• [Referring expression pointing data]:

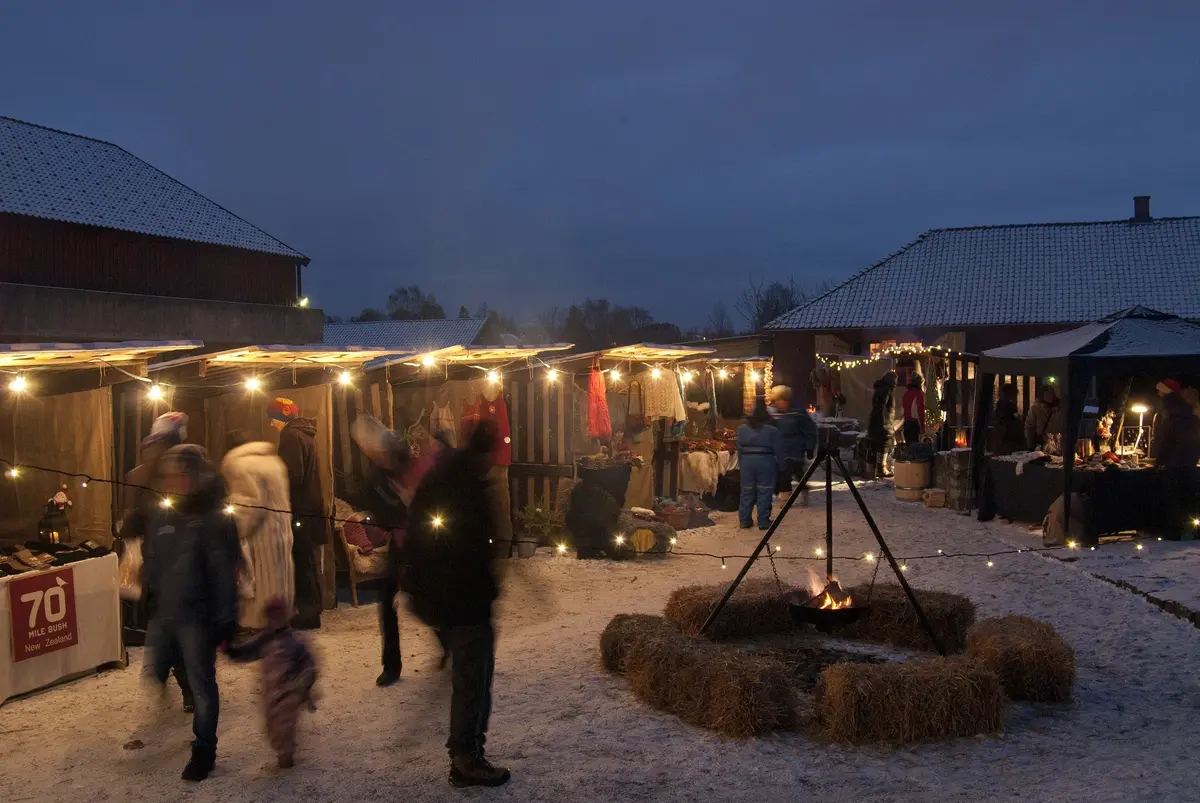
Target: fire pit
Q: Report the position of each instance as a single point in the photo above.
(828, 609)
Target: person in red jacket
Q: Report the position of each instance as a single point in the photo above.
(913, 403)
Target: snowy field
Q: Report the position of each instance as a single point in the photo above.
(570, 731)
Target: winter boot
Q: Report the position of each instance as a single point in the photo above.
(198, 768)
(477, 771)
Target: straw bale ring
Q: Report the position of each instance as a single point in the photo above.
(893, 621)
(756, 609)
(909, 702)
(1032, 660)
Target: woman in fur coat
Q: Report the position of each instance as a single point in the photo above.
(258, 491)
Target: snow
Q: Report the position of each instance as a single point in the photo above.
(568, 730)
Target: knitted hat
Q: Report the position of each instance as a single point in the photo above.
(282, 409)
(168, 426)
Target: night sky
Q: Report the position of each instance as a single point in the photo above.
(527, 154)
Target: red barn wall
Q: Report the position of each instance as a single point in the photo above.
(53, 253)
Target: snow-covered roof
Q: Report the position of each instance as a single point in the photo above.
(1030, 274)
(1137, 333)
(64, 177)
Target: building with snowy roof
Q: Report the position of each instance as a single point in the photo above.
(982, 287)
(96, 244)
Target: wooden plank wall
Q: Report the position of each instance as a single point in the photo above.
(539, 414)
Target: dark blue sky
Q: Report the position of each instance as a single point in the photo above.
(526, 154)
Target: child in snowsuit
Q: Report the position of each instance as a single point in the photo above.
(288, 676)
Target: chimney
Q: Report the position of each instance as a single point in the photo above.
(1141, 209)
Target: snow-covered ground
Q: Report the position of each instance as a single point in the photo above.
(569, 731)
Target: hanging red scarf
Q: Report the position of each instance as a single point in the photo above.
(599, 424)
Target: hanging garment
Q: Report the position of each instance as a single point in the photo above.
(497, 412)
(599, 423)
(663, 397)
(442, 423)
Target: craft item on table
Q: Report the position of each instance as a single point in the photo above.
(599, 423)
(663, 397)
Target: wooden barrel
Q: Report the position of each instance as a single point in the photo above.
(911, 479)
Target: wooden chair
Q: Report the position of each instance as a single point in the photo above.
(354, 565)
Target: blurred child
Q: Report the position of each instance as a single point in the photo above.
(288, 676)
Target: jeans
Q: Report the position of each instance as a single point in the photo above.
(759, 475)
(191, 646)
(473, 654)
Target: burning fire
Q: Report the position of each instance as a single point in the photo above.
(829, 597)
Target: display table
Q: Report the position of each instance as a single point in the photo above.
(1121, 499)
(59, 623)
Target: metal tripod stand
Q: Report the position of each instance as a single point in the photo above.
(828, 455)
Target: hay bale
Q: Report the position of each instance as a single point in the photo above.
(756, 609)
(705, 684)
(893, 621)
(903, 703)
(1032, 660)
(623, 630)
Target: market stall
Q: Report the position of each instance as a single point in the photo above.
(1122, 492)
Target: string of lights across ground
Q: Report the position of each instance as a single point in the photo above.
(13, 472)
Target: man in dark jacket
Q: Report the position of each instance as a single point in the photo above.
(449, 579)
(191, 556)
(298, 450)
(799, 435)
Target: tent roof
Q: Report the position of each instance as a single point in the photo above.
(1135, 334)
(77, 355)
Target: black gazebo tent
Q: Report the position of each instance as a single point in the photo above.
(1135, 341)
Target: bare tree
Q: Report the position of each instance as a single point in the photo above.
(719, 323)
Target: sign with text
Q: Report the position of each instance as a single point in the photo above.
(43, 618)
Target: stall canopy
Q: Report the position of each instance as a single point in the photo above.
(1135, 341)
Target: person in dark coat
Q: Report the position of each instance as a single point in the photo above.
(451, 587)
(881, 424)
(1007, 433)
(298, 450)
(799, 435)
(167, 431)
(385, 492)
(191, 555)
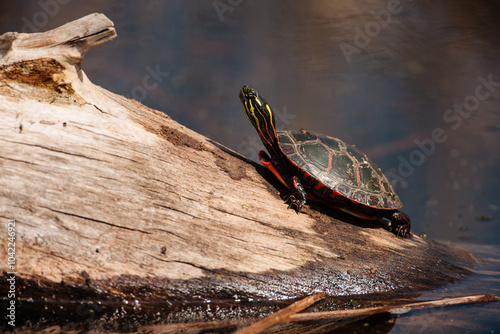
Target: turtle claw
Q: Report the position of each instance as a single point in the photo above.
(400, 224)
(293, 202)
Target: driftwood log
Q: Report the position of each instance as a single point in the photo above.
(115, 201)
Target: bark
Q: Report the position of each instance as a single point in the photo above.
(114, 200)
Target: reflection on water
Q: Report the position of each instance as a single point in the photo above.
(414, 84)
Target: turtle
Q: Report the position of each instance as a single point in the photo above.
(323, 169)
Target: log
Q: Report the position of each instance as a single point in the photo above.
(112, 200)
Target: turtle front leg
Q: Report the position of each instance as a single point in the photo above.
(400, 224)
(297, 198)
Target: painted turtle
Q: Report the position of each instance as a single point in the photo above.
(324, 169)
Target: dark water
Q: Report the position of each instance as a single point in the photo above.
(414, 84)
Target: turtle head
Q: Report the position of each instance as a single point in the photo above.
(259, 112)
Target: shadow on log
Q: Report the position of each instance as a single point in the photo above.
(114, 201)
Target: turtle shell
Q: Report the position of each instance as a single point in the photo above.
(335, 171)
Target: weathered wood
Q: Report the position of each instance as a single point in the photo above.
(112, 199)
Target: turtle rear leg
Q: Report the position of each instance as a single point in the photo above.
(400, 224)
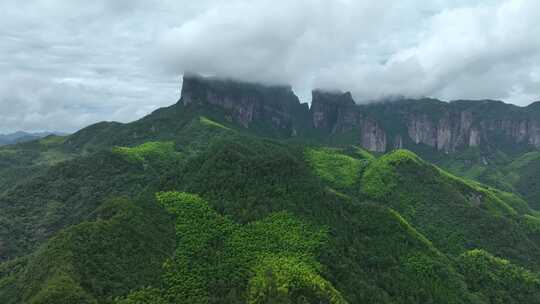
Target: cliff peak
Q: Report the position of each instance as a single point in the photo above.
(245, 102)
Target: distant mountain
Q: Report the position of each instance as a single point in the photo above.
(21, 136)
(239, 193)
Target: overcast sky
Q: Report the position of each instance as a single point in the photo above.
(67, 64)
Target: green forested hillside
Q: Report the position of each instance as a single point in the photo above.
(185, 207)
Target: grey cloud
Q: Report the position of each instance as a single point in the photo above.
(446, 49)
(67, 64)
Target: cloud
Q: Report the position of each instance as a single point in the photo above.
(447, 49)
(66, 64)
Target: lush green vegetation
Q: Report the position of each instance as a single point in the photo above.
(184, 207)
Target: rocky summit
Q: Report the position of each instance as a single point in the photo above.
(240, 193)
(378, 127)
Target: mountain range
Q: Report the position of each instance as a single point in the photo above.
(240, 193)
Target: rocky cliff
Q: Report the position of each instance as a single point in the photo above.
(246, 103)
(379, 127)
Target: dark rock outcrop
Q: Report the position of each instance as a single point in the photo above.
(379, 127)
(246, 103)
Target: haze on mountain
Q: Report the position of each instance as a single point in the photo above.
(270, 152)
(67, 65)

• [WHAT TO PRODUCE]:
Given the data above, transcribe exactly the lines from the one containing "Target: chimney" down to the one containing "Target: hanging red scarf", and no others.

• [TASK RESPONSE]:
Target: chimney
Q: Report the position of each instance as a single point in the photo above.
(1141, 209)
Target: snow-covered ground
Q: Report the position of each instance as a single point in the photo above.
(569, 731)
Target: hanging red scarf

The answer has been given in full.